* **Stated exercise**
Go through the listing and write out all of it exactly.

* **Source data**
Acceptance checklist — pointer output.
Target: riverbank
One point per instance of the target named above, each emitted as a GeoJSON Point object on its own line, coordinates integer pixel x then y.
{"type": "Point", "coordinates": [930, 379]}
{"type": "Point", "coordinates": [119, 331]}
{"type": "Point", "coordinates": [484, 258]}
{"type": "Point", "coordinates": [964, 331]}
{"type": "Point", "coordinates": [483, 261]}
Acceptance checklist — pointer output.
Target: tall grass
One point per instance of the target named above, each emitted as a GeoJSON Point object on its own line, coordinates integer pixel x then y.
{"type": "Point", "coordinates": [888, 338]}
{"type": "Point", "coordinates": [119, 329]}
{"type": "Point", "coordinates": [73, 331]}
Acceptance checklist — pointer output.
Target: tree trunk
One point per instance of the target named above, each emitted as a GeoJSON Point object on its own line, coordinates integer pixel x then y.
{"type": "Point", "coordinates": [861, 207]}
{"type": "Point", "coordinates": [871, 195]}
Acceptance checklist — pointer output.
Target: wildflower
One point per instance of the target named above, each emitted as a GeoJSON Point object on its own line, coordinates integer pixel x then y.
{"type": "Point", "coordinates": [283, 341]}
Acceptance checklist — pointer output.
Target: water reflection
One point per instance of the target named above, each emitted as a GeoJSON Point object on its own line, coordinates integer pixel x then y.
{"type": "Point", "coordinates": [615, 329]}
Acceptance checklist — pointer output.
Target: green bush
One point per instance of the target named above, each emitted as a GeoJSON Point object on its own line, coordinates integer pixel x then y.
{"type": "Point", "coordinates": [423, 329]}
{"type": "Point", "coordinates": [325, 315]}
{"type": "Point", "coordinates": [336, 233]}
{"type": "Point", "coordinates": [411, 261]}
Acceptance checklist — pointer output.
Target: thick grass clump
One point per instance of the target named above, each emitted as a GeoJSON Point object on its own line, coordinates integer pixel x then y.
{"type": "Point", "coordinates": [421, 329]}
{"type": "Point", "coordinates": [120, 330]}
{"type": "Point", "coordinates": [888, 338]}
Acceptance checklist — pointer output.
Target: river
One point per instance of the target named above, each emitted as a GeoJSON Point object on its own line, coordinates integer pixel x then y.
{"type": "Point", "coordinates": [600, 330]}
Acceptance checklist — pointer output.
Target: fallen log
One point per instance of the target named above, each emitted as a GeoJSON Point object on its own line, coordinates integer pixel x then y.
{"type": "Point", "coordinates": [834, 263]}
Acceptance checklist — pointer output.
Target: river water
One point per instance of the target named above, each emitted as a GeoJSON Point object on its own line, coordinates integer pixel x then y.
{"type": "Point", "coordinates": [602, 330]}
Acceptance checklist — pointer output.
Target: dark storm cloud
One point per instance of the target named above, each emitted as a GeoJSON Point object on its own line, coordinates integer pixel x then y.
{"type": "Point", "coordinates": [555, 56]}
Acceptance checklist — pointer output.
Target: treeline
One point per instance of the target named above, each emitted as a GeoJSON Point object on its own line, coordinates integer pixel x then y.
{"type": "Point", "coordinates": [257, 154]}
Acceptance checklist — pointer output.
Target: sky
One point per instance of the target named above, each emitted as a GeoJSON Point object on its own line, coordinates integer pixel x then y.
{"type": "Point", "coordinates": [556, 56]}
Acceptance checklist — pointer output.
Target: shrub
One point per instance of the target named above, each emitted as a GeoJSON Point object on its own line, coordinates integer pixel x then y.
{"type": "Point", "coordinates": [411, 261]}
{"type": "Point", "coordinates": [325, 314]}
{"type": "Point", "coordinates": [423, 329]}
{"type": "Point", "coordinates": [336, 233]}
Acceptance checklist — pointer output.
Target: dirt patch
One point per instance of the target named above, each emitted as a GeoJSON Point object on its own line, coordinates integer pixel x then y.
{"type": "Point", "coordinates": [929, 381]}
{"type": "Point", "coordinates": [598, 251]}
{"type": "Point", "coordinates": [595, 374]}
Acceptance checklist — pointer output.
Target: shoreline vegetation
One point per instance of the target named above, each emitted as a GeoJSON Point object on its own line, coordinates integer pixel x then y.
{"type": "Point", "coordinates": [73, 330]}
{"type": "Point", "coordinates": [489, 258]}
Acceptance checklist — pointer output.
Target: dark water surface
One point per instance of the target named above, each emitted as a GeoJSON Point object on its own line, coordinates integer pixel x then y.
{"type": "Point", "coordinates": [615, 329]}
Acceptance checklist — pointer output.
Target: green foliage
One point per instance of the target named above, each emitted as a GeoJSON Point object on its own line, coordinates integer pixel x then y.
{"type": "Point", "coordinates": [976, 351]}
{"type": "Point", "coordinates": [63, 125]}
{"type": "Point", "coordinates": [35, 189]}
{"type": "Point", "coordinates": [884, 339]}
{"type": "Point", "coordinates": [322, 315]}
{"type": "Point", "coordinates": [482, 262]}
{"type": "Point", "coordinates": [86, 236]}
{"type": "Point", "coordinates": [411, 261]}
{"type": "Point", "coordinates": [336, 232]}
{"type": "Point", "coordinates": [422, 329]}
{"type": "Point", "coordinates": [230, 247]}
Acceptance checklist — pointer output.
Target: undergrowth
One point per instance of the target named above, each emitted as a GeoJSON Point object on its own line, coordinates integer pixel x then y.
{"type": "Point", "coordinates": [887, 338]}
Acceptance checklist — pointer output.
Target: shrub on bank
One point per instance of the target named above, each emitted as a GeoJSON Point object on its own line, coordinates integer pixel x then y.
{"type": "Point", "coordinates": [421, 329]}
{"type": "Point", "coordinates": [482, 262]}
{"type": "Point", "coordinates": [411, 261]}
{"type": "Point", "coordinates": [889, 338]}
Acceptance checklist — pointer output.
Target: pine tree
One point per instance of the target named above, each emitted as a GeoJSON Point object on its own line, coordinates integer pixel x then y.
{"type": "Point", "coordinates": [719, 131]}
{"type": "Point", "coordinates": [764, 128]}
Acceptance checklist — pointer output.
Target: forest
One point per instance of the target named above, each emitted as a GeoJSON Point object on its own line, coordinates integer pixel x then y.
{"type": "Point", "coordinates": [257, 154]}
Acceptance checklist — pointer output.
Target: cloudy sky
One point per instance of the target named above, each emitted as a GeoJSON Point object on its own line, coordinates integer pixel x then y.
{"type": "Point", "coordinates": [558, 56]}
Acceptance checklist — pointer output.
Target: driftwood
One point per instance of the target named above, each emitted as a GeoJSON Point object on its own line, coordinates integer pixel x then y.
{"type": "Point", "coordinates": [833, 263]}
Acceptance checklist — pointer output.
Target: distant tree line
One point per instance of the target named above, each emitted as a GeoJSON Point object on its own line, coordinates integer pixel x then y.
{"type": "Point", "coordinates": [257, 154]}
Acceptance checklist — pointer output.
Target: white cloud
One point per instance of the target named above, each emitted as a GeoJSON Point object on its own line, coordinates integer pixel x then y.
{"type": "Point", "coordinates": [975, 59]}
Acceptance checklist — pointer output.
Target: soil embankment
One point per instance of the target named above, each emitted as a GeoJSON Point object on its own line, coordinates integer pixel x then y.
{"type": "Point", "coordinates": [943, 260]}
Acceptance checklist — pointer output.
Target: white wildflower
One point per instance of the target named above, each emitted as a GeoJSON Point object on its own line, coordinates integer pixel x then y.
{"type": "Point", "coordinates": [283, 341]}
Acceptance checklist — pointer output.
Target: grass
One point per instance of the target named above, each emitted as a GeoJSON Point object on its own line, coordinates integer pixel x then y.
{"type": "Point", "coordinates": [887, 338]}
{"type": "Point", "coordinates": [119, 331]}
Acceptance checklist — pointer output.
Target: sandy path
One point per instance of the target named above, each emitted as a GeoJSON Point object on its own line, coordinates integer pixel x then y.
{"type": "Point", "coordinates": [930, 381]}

* **Task result**
Acceptance checklist — pointer output.
Target: riverbank
One point per instance of the target named above, each emitted as a GeoJSON Point object on its own line, coordinates integer pixel x then y.
{"type": "Point", "coordinates": [930, 379]}
{"type": "Point", "coordinates": [119, 331]}
{"type": "Point", "coordinates": [484, 258]}
{"type": "Point", "coordinates": [964, 331]}
{"type": "Point", "coordinates": [483, 261]}
Acceptance checklist — pointer output.
Target: tall grass
One point per instance of the target named above, each emitted as a GeoJSON Point object on its own line, coordinates integer pixel x then y.
{"type": "Point", "coordinates": [888, 338]}
{"type": "Point", "coordinates": [119, 329]}
{"type": "Point", "coordinates": [73, 331]}
Acceptance checklist — pointer output.
Target: tree trunk
One point per instance of the target named above, each emitted as a GeoJSON Point object on its own line, coordinates integer pixel x then y.
{"type": "Point", "coordinates": [861, 207]}
{"type": "Point", "coordinates": [871, 195]}
Acceptance checklist — pointer output.
Target: wildflower
One point per instance of the target named above, each emitted as a GeoJSON Point object on its own line, coordinates integer pixel x then y.
{"type": "Point", "coordinates": [283, 341]}
Acceptance checklist — pointer output.
Target: water reflection
One point per instance of the target named above, each emitted as a GeoJSON Point object on its own line, coordinates integer pixel x then y.
{"type": "Point", "coordinates": [615, 329]}
Acceptance checklist — pointer output.
Target: green bush
One point per instance of the target named above, each emitted as a GeoJSON Point object on its own line, coordinates integer pixel x then y.
{"type": "Point", "coordinates": [423, 329]}
{"type": "Point", "coordinates": [325, 315]}
{"type": "Point", "coordinates": [336, 233]}
{"type": "Point", "coordinates": [411, 261]}
Acceptance checklist — pointer output.
Target: thick grass clump
One point per instance of the target named above, each emitted as a GeoJSON Point object on its own line, coordinates integer pixel x then y.
{"type": "Point", "coordinates": [421, 329]}
{"type": "Point", "coordinates": [120, 330]}
{"type": "Point", "coordinates": [888, 338]}
Acceptance checklist — pointer output.
Target: river
One point per instance of the target named above, each emitted as a GeoJSON Point object on its own line, coordinates integer pixel x then y.
{"type": "Point", "coordinates": [600, 330]}
Acceptance checklist — pointer output.
Target: fallen log
One point per instance of the target named above, each emitted as a GeoJSON Point object on its own line, coordinates integer pixel x then y.
{"type": "Point", "coordinates": [834, 263]}
Acceptance checklist — pointer output.
Target: river water
One point per instance of the target named above, each emitted as a GeoJSON Point object on its own line, coordinates integer pixel x then y.
{"type": "Point", "coordinates": [602, 330]}
Acceptance checklist — pointer output.
Target: dark storm cloud
One point per instance of the target named above, each emitted as a GeoJSON Point object on its own line, coordinates integer pixel x then y.
{"type": "Point", "coordinates": [555, 56]}
Acceptance checklist — pointer output.
Target: treeline
One point per instance of the target named above, each emitted as a GeoJSON Point object on its own line, coordinates integer pixel x then y.
{"type": "Point", "coordinates": [257, 154]}
Acceptance checklist — pointer output.
Target: sky
One point per instance of the target named above, each emitted as a GeoJSON Point object on its own line, coordinates integer pixel x then y.
{"type": "Point", "coordinates": [556, 56]}
Acceptance checklist — pointer output.
Target: shrub
One point per instance of the target named above, each emitted as a GeoJSON Point object on its own line, coordinates integer pixel x then y.
{"type": "Point", "coordinates": [411, 261]}
{"type": "Point", "coordinates": [325, 314]}
{"type": "Point", "coordinates": [423, 329]}
{"type": "Point", "coordinates": [336, 233]}
Acceptance checklist — pointer output.
Target: dirt patch
One point per instance of the target named above, each emitted as a GeoJSON Point object on its own line, coordinates integer pixel x then y.
{"type": "Point", "coordinates": [929, 381]}
{"type": "Point", "coordinates": [598, 251]}
{"type": "Point", "coordinates": [595, 374]}
Acceptance checklist — pointer output.
Target: shoreline vegetation
One point per instance of the target named above, each emitted as a GeoJSON Point object on its own line, coordinates integer pixel x then y.
{"type": "Point", "coordinates": [73, 330]}
{"type": "Point", "coordinates": [489, 258]}
Acceptance checklist — pointer output.
Target: dark water surface
One point per instance of the target named above, each emitted as a GeoJSON Point object on its own line, coordinates integer pixel x then y.
{"type": "Point", "coordinates": [615, 329]}
Acceptance checklist — pointer output.
Target: green foliage
One point per instance of the target named above, each emitted as a GeoJSON Point object on its own line, coordinates integer pixel x then y.
{"type": "Point", "coordinates": [976, 351]}
{"type": "Point", "coordinates": [63, 125]}
{"type": "Point", "coordinates": [35, 189]}
{"type": "Point", "coordinates": [884, 339]}
{"type": "Point", "coordinates": [322, 315]}
{"type": "Point", "coordinates": [482, 262]}
{"type": "Point", "coordinates": [86, 236]}
{"type": "Point", "coordinates": [411, 261]}
{"type": "Point", "coordinates": [336, 232]}
{"type": "Point", "coordinates": [422, 329]}
{"type": "Point", "coordinates": [230, 247]}
Acceptance checklist — pointer output.
Target: undergrowth
One point per instance of the target named above, each emitted as a GeoJSON Point object on its own line, coordinates integer pixel x then y.
{"type": "Point", "coordinates": [887, 338]}
Acceptance checklist — pointer output.
Target: shrub on bank
One point per instance of the target named above, each emitted as a GeoJSON Point object on its own line, coordinates integer pixel x then y.
{"type": "Point", "coordinates": [421, 329]}
{"type": "Point", "coordinates": [482, 262]}
{"type": "Point", "coordinates": [411, 261]}
{"type": "Point", "coordinates": [889, 338]}
Acceptance checklist — pointer output.
Target: pine tree
One point per instance of the target named above, each emitted as a GeoJSON Point object on its own line, coordinates integer pixel x then y.
{"type": "Point", "coordinates": [719, 131]}
{"type": "Point", "coordinates": [764, 128]}
Acceptance checklist — pointer output.
Target: forest
One point per instance of the target named above, each emitted as a GeoJSON Point object on its own line, coordinates integer pixel x then y.
{"type": "Point", "coordinates": [257, 154]}
Acceptance checklist — pointer output.
Target: cloudy sky
One point per instance of the target named above, each emitted as a GeoJSON Point object on its own line, coordinates integer pixel x then y.
{"type": "Point", "coordinates": [558, 56]}
Acceptance checklist — pointer output.
Target: driftwood
One point per instance of the target named above, each emitted as a GeoJSON Point object on its own line, coordinates integer pixel x then y.
{"type": "Point", "coordinates": [833, 263]}
Acceptance checklist — pointer output.
Target: distant tree line
One point per instance of the target named above, each emitted as a GeoJSON Point object on its own line, coordinates integer pixel x then y.
{"type": "Point", "coordinates": [257, 154]}
Acceptance checklist — pointer output.
Target: white cloud
One point per instance of the target named above, each emitted as a GeoJSON Point object on its own line, coordinates integer pixel x then y.
{"type": "Point", "coordinates": [975, 59]}
Acceptance checklist — pointer output.
Target: soil embankment
One point per instance of the target named above, each emitted as a GeoJSON Point object on its own line, coordinates integer pixel x then y.
{"type": "Point", "coordinates": [943, 260]}
Acceptance checklist — pointer output.
Target: white wildflower
One point per instance of the target named above, each emitted as a GeoJSON Point object on its own line, coordinates integer pixel x then y.
{"type": "Point", "coordinates": [283, 341]}
Acceptance checklist — pointer output.
Target: grass
One point per instance of the target named above, each emitted as a GeoJSON Point object on its own line, coordinates integer pixel x then y.
{"type": "Point", "coordinates": [887, 338]}
{"type": "Point", "coordinates": [119, 331]}
Acceptance checklist — pointer output.
Target: sandy path
One point per instance of the target named above, each emitted as a GeoJSON Point object on its own line, coordinates integer pixel x then y.
{"type": "Point", "coordinates": [930, 381]}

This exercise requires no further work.